COMPITI DA SVOLGERE —
[1] Nel testo sull'ascolto, in quale periodo della vita chi scrive ha affinato il proprio detector per sentire un litigio a distanza?
[2] Prosegui il testo sull'ascolto a partire dall'ultima frase riportata.

“Che consiglio mi daresti?“mi chiede con occhio da cerbiatto la ragazza che non sa cosa scegliere all’Università . “Qual è il suo parere? mi domanda il dirigente che non sa se lasciare il posto in cui si trova per passare ad un’altra società o rimanere dov’è ri-contrattando la sua posizione. Vado a destra o vado a sinistra? mi sollecita mio marito quando gli faccio da navigatore in una città sconosciuta.
L’effetto di queste domande è duplice. Una piccola parte di me – quella vanitosa che fa l’esperta della vita – vorrebbe subito far bella mostra delle sue conoscenze. Prendere in prestito per un po’ la vita dell’altro e guidarlo, proprio come se fossi il navigatore di un pilota di rally. Perché, diciamoci la verità, la nostra vita assomiglia più ad un rally che ad una tranquilla escursione fuori porta. A volte cado nella trappola e rispondo. Sempre inutilmente: mio marito va nella direzione opposta e la ragazza e il dirigente fanno qualcosa di diverso. Perché? Perché alla fine, anche se vorremmo essere certi di non sbagliare, dentro di noi una voce – a volte forte, a volte flebile – ci dice che è meglio stare a sentire noi stessi che gli altri. Così anche l’esperta vanitosa che sta in me cede le armi all’altra: l’ascoltatrice attenta, l’allenatrice dell’ascolto.
L’allenatrice dell’ascolto
Ho iniziato a fare l’allenatrice dell’ascolto da sempre. I suoni mi son sempre sembrati informazioni fondamentali rispetto alla sicurezza di un luogo. Ho un detector speciale per sentire il suono di un litigio a miglia di distanza: l’ho affinato nell’infanzia. Insieme al suono – o meglio al silenzio – che precede la tempesta. Nel tempo questo particolare tipo di udito mi è stato utile nella mia professione. Ho imparato ad ascoltare quello che le persone dicono ma soprattutto quello che non dicono. Che spesso è la parte più interessante del discorso.

SEZIONE DATI —
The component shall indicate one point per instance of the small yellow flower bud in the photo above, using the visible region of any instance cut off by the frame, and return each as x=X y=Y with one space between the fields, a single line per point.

RISPOSTE PER COMPITO —
[1] Nell'infanzia.

[2]
È infatti la parte in cui la mente parla e la mente parla più attraverso quello che non si dice esplicitamente che attraverso le parole che si dicono apertamente. Non è una distinzione tanto facile da far capire ed è uno dei motivi per cui le persone hanno tanti dubbi: perchè dicono una cosa ma ne pensano un’altra. O meglio cercano di convincersi di una cosa mentre una voce dentro di loro dice qualcosa di profondamente diverso. E di solito quella voce ha ragione da vendere
[box] La poesia è scritta con le orecchie. Billy Collins[/box]
Come ascoltare la voce dentro
Così ad un certo punto mi sono detta che tutto sarebbe stato molto più semplice se avessi offerto, nella psicoterapia e non solo, strumenti per ascoltare la propria voce. È così che mi è venuta davanti la mindfulness: come un modo per ascoltare la propria voce. È così anche che mi è venuta in mente la scrittura: come un modo per dare corpo alla mente, un modo diverso per ascoltare la propria voce. È così che ho scoperto una cosa che, all’inizio, mi è sembrata stranissima: le persone hanno paura della profondità.
Siccome io ho passato l’infanzia nascosta in profondità non capivo come le persone potessero averne paura. Mi nascondevo in profondità perché questo attutiva i rumori degli adulti – che non mi piacevano affatto. Quella profondità, per un bambino, è solo il luogo della fantasia e non fa troppa paura. Anzi a volte non fa davvero paura: fanno molto più paura le cose fuori che quelle dentro. Però molte persone hanno paura della profondità: perché?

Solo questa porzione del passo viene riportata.